> [DESCRIPTION OF THE TASK]:
Arrange every line of the items below as a numbered list, skipping blank lines and leaving out the pictures.

> [DATA TO USE]:
--*--

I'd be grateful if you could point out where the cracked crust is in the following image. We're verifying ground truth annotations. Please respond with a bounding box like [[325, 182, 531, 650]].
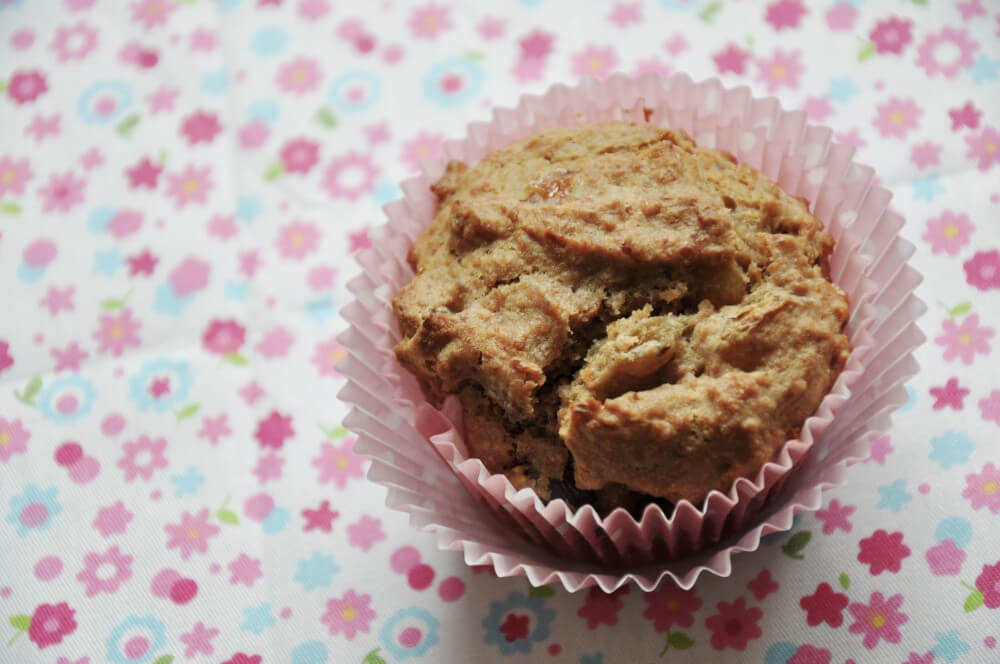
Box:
[[393, 122, 850, 512]]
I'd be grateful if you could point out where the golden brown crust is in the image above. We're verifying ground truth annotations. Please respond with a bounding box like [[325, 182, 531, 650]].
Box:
[[393, 122, 849, 509]]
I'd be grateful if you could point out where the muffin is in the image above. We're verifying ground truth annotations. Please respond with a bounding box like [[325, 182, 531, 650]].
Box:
[[392, 121, 851, 514]]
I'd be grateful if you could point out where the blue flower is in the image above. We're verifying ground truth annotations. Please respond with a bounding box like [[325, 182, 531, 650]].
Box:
[[105, 616, 167, 664], [424, 58, 486, 107], [7, 484, 62, 537], [329, 70, 382, 113], [927, 429, 976, 470], [128, 357, 192, 413], [295, 552, 340, 590], [38, 374, 96, 424], [76, 81, 132, 124], [379, 606, 438, 659], [481, 592, 556, 655]]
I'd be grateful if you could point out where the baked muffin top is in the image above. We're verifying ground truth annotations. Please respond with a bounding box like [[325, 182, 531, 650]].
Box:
[[393, 122, 850, 511]]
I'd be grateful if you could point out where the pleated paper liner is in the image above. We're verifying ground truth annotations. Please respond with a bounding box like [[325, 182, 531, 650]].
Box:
[[338, 75, 924, 592]]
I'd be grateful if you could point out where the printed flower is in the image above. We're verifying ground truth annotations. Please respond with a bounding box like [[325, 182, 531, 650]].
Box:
[[976, 562, 1000, 609], [281, 138, 319, 174], [754, 48, 805, 92], [934, 314, 995, 365], [105, 616, 167, 664], [858, 530, 910, 576], [642, 583, 701, 632], [917, 28, 979, 78], [163, 508, 219, 560], [424, 58, 486, 108], [576, 586, 629, 629], [0, 417, 31, 463], [964, 462, 1000, 521], [278, 58, 321, 95], [868, 16, 913, 55], [94, 309, 142, 357], [76, 81, 132, 125], [962, 249, 1000, 291], [274, 221, 322, 261], [0, 155, 35, 196], [52, 21, 97, 62], [480, 592, 556, 657], [965, 127, 1000, 172], [571, 45, 618, 80], [848, 592, 910, 650], [320, 590, 375, 641], [116, 435, 167, 482], [799, 581, 850, 627], [705, 597, 764, 650], [129, 357, 192, 413], [379, 607, 440, 660], [323, 152, 379, 201], [38, 375, 96, 424], [38, 171, 86, 214], [872, 97, 923, 138], [167, 164, 215, 209], [409, 3, 452, 39], [310, 437, 365, 489], [923, 210, 975, 256], [181, 111, 222, 145], [7, 71, 49, 104], [7, 484, 62, 537], [76, 546, 133, 597]]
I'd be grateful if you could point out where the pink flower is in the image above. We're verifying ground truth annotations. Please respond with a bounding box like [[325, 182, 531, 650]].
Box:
[[576, 586, 629, 629], [7, 71, 49, 104], [320, 590, 375, 641], [254, 410, 295, 450], [965, 126, 1000, 172], [872, 97, 923, 138], [705, 597, 764, 650], [571, 45, 618, 80], [400, 132, 444, 171], [163, 508, 219, 560], [323, 152, 379, 201], [868, 16, 913, 55], [167, 164, 214, 209], [281, 138, 319, 173], [181, 111, 222, 145], [917, 28, 979, 78], [0, 155, 35, 196], [117, 435, 167, 482], [52, 21, 97, 62], [409, 3, 452, 39], [642, 583, 701, 632], [754, 48, 805, 92], [976, 562, 1000, 609], [132, 0, 177, 30], [274, 221, 322, 261], [181, 621, 219, 659], [94, 309, 142, 357], [962, 462, 1000, 514], [76, 546, 133, 597], [28, 602, 76, 649], [38, 171, 86, 214], [848, 592, 910, 650], [934, 314, 995, 366], [858, 530, 910, 576], [0, 417, 31, 463], [765, 0, 806, 30], [278, 58, 320, 95], [201, 320, 246, 355], [309, 438, 365, 489]]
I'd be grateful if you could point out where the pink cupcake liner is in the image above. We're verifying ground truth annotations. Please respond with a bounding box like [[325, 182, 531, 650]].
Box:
[[338, 75, 925, 592]]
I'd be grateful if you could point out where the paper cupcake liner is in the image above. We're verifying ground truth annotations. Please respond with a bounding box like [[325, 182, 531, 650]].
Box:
[[338, 75, 925, 592]]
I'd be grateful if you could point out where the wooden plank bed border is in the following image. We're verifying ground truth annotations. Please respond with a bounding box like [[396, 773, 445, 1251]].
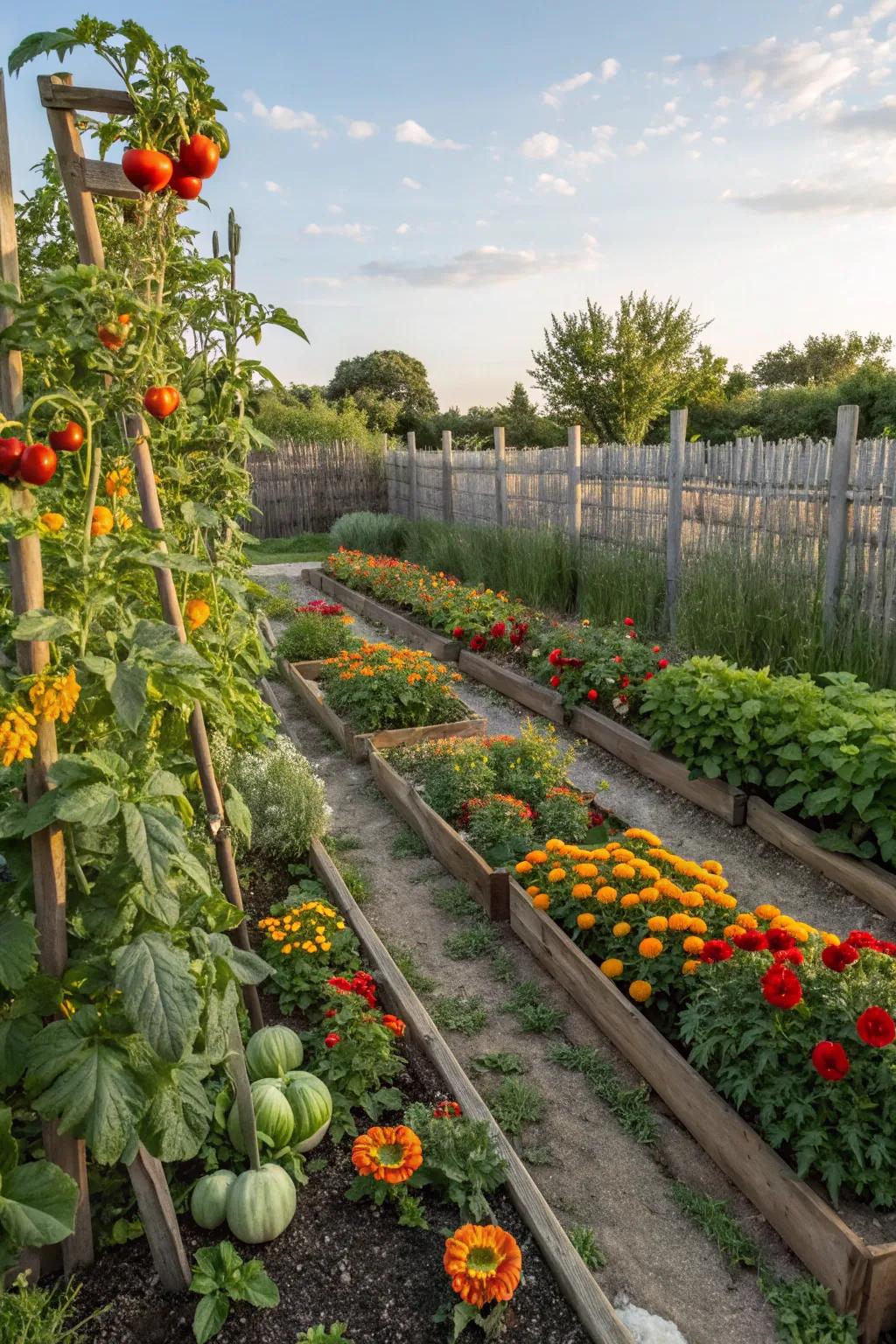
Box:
[[262, 679, 634, 1344]]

--*--

> [OUTPUT FOR THIS EXERCISE]:
1. I'd be grateful if you could point out where the cracked crust is in the following image. We're verifying ground truth annotations. Please respond with a bounding box like [[325, 182, 531, 650]].
2. Box:
3. [[393, 122, 850, 512]]
4. I'd be grateful if you could point out where the golden brown crust is in the image above. We're verifying ground truth annotations. Please respond with a bounding box like [[325, 182, 531, 650]].
5. Box:
6. [[393, 122, 849, 509]]
7. I'd be grateful if you could point out where the muffin is in the image above. We're verifying ground truth annotations. Please respond with a bounding box like [[325, 182, 531, 650]].
8. Box:
9. [[392, 121, 851, 514]]
10. I'd be grateful if you could point out where the blue flower is in the image above. We're verifying ground truth annotations. Please respond with a bounding box like [[325, 182, 531, 650]].
11. Box:
12. [[105, 616, 167, 664], [424, 58, 486, 107], [7, 484, 62, 537], [329, 70, 382, 113], [927, 429, 976, 470], [128, 357, 192, 413], [295, 552, 340, 590], [38, 374, 96, 424], [76, 81, 132, 124], [379, 606, 438, 659], [481, 592, 556, 655]]
13. I'd be grateful if you could point out where the baked muffin top is in the image above. We're verifying ground truth annotations. Please respond with a bounding box like [[325, 182, 531, 650]].
14. Box:
15. [[393, 122, 850, 511]]
16. I'd be grateful if you could point out where the pleated paper liner is in the image above. We're verifying ground truth annotations. Please respond with a bounding box like [[325, 182, 531, 650]].
17. Box:
18. [[338, 75, 924, 592]]
19. I'd be grateful if you could point out where the printed flower is in the image above. We're verifying ground truth annotations. Please respond with a bounding box like [[325, 182, 531, 650]].
20. Box:
21. [[976, 562, 1000, 609], [281, 138, 319, 174], [754, 48, 805, 92], [934, 314, 995, 365], [105, 616, 167, 664], [858, 530, 910, 576], [642, 583, 701, 632], [917, 28, 979, 78], [163, 508, 219, 560], [424, 58, 486, 108], [576, 586, 629, 629], [0, 417, 31, 463], [964, 462, 1000, 521], [278, 58, 321, 95], [868, 16, 913, 55], [94, 309, 142, 357], [76, 81, 132, 125], [962, 249, 1000, 291], [274, 221, 322, 261], [0, 155, 35, 196], [52, 21, 97, 62], [480, 592, 556, 657], [965, 127, 1000, 172], [571, 45, 618, 80], [848, 592, 910, 650], [320, 590, 375, 641], [116, 435, 167, 482], [799, 581, 850, 627], [705, 597, 764, 650], [129, 357, 192, 413], [379, 607, 440, 660], [323, 152, 379, 201], [38, 375, 96, 424], [38, 171, 86, 214], [872, 97, 923, 138], [167, 164, 215, 209], [409, 3, 452, 39], [310, 437, 365, 489], [923, 210, 975, 256], [181, 111, 222, 145], [7, 71, 49, 104], [7, 484, 62, 537], [76, 546, 133, 597]]
22. I'd be grateful if you could point out where the pink flower is in the image above. We're verifying ground truth annotations. Please respond with a bounding box like [[325, 182, 531, 650]].
23. Box:
24. [[576, 586, 629, 629], [7, 71, 49, 104], [320, 590, 375, 641], [254, 410, 295, 450], [965, 126, 1000, 172], [872, 97, 923, 138], [705, 597, 764, 650], [571, 45, 618, 80], [400, 132, 444, 171], [163, 508, 219, 560], [323, 152, 379, 201], [868, 16, 913, 55], [167, 164, 214, 209], [281, 138, 319, 173], [181, 111, 222, 145], [917, 28, 979, 78], [0, 155, 35, 196], [117, 435, 167, 482], [52, 21, 97, 62], [409, 3, 452, 39], [642, 583, 701, 632], [754, 48, 805, 92], [976, 562, 1000, 609], [132, 0, 177, 30], [274, 221, 322, 261], [181, 621, 219, 659], [94, 309, 142, 357], [962, 462, 1000, 514], [76, 546, 133, 597], [28, 602, 76, 649], [38, 171, 86, 214], [848, 592, 910, 650], [934, 314, 995, 366], [858, 530, 910, 576], [0, 417, 31, 463], [765, 0, 806, 30], [278, 58, 320, 95], [201, 320, 246, 355], [309, 438, 365, 489]]
25. I'd be grateful if you could point out where the pink cupcake liner is in the image above. We're verifying ground truth annotations. Please respond with a bounding box like [[325, 182, 531, 650]].
26. Box:
27. [[338, 75, 925, 592]]
28. I'd be grateful if you could point out where the paper cupcake liner is in the image above. We're verifying ground truth annotations. Please respond with a bounding box like [[325, 182, 531, 650]].
29. Box:
30. [[338, 75, 925, 592]]
31. I'd be grateful if you could point out where the wooden plank bed border is in the following image. We're verifying ground truth annotations. Please respond with a bounding box like [[396, 773, 445, 1251]].
32. Box:
33. [[262, 679, 634, 1344]]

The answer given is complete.